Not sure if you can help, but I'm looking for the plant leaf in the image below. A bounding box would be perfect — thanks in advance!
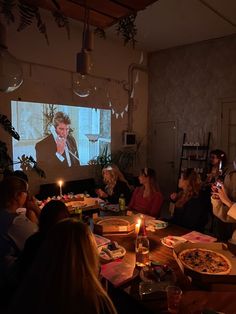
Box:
[0,114,20,141]
[17,0,49,45]
[116,14,137,48]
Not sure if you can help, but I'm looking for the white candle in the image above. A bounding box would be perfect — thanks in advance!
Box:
[135,219,141,235]
[58,180,63,197]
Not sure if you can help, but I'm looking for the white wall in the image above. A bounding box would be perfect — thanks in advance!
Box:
[0,11,148,191]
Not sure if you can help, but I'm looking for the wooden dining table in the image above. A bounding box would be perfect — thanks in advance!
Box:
[102,225,236,314]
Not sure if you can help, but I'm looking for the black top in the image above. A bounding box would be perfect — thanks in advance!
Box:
[171,192,209,232]
[106,180,131,204]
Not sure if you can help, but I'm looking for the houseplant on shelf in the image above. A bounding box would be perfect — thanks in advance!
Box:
[0,114,46,178]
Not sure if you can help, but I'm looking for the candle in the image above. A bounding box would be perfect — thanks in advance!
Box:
[58,180,63,197]
[135,219,141,235]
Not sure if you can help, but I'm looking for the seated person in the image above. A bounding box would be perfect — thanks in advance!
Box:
[20,200,69,275]
[7,219,117,314]
[4,170,41,224]
[170,168,208,232]
[211,171,236,240]
[0,176,38,301]
[96,165,131,204]
[205,149,227,184]
[129,168,163,218]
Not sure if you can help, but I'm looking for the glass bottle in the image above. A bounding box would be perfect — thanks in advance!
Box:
[135,216,150,267]
[119,194,125,211]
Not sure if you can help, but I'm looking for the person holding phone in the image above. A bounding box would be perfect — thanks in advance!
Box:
[211,170,236,240]
[35,111,80,173]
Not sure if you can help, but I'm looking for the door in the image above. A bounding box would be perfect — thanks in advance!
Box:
[151,121,177,199]
[221,100,236,165]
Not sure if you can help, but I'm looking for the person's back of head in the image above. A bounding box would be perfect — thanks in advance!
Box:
[0,176,28,209]
[140,167,159,191]
[39,200,69,233]
[183,168,202,196]
[9,219,116,314]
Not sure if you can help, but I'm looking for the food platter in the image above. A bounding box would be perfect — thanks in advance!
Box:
[145,219,168,230]
[161,235,187,249]
[98,242,126,262]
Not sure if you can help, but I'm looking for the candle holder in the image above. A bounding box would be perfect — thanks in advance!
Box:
[58,180,63,197]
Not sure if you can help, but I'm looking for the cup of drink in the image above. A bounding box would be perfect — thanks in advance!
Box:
[166,286,182,314]
[139,280,153,300]
[135,236,150,267]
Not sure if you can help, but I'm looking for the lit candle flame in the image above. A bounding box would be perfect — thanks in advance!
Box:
[135,219,141,234]
[58,180,63,196]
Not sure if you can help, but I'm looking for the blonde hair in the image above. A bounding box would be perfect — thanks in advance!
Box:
[10,219,116,314]
[102,164,130,195]
[175,168,202,207]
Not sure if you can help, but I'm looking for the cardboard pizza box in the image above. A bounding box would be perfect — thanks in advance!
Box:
[173,242,236,284]
[94,216,135,235]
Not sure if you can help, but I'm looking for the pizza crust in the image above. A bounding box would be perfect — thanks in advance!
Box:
[178,248,232,275]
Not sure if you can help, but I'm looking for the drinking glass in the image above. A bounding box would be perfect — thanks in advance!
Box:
[135,236,150,267]
[166,286,182,314]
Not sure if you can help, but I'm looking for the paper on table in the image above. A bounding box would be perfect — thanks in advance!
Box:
[182,231,217,243]
[101,260,135,287]
[94,234,111,247]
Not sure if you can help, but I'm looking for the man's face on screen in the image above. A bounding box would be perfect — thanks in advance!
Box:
[56,122,70,138]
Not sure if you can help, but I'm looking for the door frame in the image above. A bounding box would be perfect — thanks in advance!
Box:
[153,119,179,197]
[217,96,236,155]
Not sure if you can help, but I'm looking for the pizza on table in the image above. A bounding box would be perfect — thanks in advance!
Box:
[178,248,232,275]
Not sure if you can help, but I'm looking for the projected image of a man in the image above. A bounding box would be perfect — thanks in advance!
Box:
[35,111,80,167]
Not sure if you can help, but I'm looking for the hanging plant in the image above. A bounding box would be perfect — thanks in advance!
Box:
[17,0,49,44]
[0,0,15,24]
[116,14,137,48]
[0,0,70,44]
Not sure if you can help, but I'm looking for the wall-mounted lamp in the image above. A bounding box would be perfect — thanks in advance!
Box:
[73,8,94,97]
[0,23,23,93]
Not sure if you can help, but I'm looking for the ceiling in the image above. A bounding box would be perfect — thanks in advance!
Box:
[33,0,236,52]
[127,0,236,51]
[33,0,156,29]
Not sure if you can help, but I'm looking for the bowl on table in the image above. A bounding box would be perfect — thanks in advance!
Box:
[227,239,236,256]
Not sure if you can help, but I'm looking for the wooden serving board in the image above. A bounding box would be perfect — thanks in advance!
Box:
[94,216,135,235]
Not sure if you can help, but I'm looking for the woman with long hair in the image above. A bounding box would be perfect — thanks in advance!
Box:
[20,200,69,276]
[0,176,38,274]
[205,149,227,184]
[9,219,116,314]
[170,168,209,232]
[96,164,131,204]
[129,168,163,218]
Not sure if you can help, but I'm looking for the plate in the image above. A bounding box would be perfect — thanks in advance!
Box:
[146,219,168,230]
[161,236,187,249]
[102,204,120,213]
[98,245,126,262]
[139,262,176,292]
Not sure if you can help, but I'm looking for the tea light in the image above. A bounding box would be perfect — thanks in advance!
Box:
[58,180,63,197]
[135,219,141,235]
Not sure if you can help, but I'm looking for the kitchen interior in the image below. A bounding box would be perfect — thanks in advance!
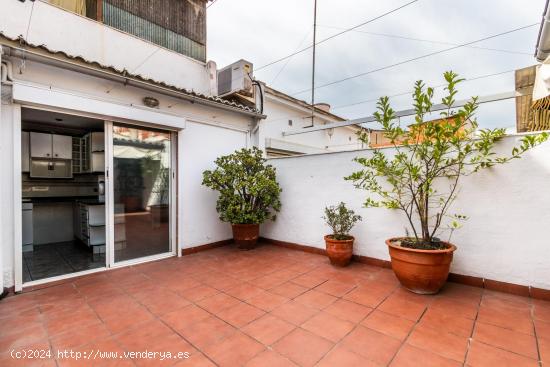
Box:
[21,108,115,282]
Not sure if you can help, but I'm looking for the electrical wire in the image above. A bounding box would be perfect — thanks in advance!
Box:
[318,25,533,56]
[269,30,312,85]
[256,0,419,71]
[331,69,516,110]
[291,23,539,96]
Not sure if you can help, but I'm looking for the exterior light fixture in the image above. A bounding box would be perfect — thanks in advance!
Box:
[143,97,159,108]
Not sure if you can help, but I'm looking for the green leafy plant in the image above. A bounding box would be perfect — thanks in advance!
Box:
[323,202,361,240]
[346,71,548,249]
[202,147,282,224]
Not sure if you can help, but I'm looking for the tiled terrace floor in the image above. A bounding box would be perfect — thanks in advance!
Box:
[0,245,550,367]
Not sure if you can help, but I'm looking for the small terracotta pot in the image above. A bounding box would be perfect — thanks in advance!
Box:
[386,238,456,294]
[325,235,355,266]
[231,224,260,250]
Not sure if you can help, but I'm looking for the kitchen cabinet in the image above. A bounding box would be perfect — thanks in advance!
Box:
[21,131,31,172]
[30,132,73,159]
[30,133,52,158]
[52,135,73,159]
[74,202,105,253]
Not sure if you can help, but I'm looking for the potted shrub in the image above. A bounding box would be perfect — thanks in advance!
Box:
[323,202,361,266]
[202,147,281,249]
[346,72,548,294]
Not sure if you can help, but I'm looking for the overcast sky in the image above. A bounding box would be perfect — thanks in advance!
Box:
[208,0,545,127]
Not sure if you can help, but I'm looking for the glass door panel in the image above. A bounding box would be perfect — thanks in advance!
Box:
[112,124,172,262]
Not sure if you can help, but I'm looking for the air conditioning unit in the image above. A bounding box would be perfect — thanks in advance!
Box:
[218,59,253,97]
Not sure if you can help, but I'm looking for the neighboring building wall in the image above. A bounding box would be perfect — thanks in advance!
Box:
[0,57,255,287]
[515,65,537,133]
[261,136,550,289]
[259,93,363,154]
[0,1,209,93]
※
Given instruction. Repeat the stretch of material from the line that contains "the wooden dining" through the line that contains "[35,111,80,173]", including both of those lines.

Solution to this task.
Not sure if you can help, but I'm looking for the wooden dining table in the image above. A bounding box would be perfect — thanks in advance!
Box:
[102,225,236,314]
Not sure if you can help, but I'm looking for the black top in the image above. A bounding box would be perfect — thanks in advance!
Box:
[171,192,209,232]
[106,180,131,204]
Not sure if you can help, but I'm looking for the houseplant on shelf in the image above. A bounding box would be perfect — thanks in advance!
Box:
[0,114,46,178]
Not sure if you can help, but I'm looking for the candle in the image above. A bounding box would be perfect — thanks in advance!
Box:
[58,180,63,197]
[135,219,141,235]
Not sure if you can help, but I'm looking for the seated person in the image above. A bounding box would be perfect — thanks in advance!
Box:
[20,200,69,275]
[7,219,117,314]
[4,170,41,224]
[170,168,208,232]
[211,171,236,240]
[0,176,38,301]
[96,165,131,204]
[205,149,227,184]
[129,168,163,218]
Not sure if you can help, but I'm looking for the glass bottle in the image above. A bounding box would be perfect — thanks in advance!
Box:
[135,216,150,267]
[119,194,125,211]
Not sure if you can help, but I'm looking for the person holding phone in the image above. A bounding box would be perfect — thanks in advance!
Box:
[211,170,236,240]
[35,111,80,173]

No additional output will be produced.